Direction A - Translate this sentence from the rugby league passage into Spanish: "England toured Australia in 1970 and won the series."
Direction B - From the rugby league passage, copy the text from "As we know, the" up to and including "to be paid.".

Document extract -
We beat them 26 - 10. Probably not the result they were hoping for in their lead-up to the first test against Australia.
There remains an interesting quirk to this Country victory, if you'll bear with me for a bit.
England toured Australia in 1970 and won the series. New Zealand went to England in 1971 and beat them there, making the Kiwi side that came to Australia in 1972 the number one ranked side in the world.
So our Country side, at Queanbeyan, beat the number one side in the world. Now, as far as I know, Country never again played another international match, which means, theoretically, the 1972 Country team have remained the undefeated world champions (tongue fairly firmly in cheek here).
Moving on two years and I next met the Kiwis on their home turf with the Country tour of 1974. We played South Island in Christchurch and despite a jaw-droppingly one-sided penalty count we managed a victory. At the after game function I approached the referee and said, 'You gave us a fair towelling with the whistle today.'
I've never forgotten his response: "It's alright for you," he said. "You leave in the morning. I have to live here."
We went on to next beat Wellington at Windy Wellington (the second and last time I wore a T-shirt under my jersey) before capping the tour with a win over Auckland at Carlaw Park, which is a fair achievement for anybody.
But, excuse the nostalgic digression - I have strayed from what I really wanted to talk about, which is the lesser known but vital role that New Zealand played in establishing the great game of Rugby League itself.
As we know, the beginnings of Rugby League arose amongst the coal miners of Northern England. The staunchly amateur Rugby Union was fighting the move towards professionalism tooth and nail and so the breakaway League was formed as players decided they wanted to be paid.

Stored data -
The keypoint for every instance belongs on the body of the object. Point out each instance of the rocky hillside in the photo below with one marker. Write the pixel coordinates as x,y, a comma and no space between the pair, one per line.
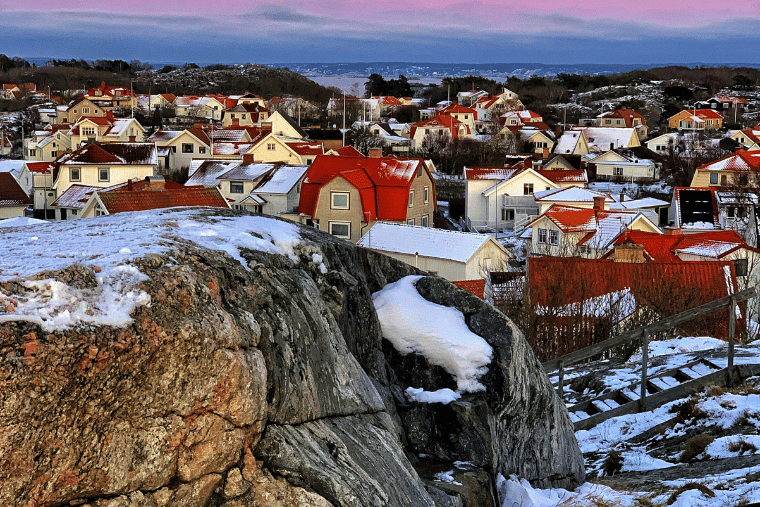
205,358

Finished answer A - Inglaterra hizo una gira por Australia en 1970 y ganó la serie.

Finished answer B -
As we know, the beginnings of Rugby League arose amongst the coal miners of Northern England. The staunchly amateur Rugby Union was fighting the move towards professionalism tooth and nail and so the breakaway League was formed as players decided they wanted to be paid.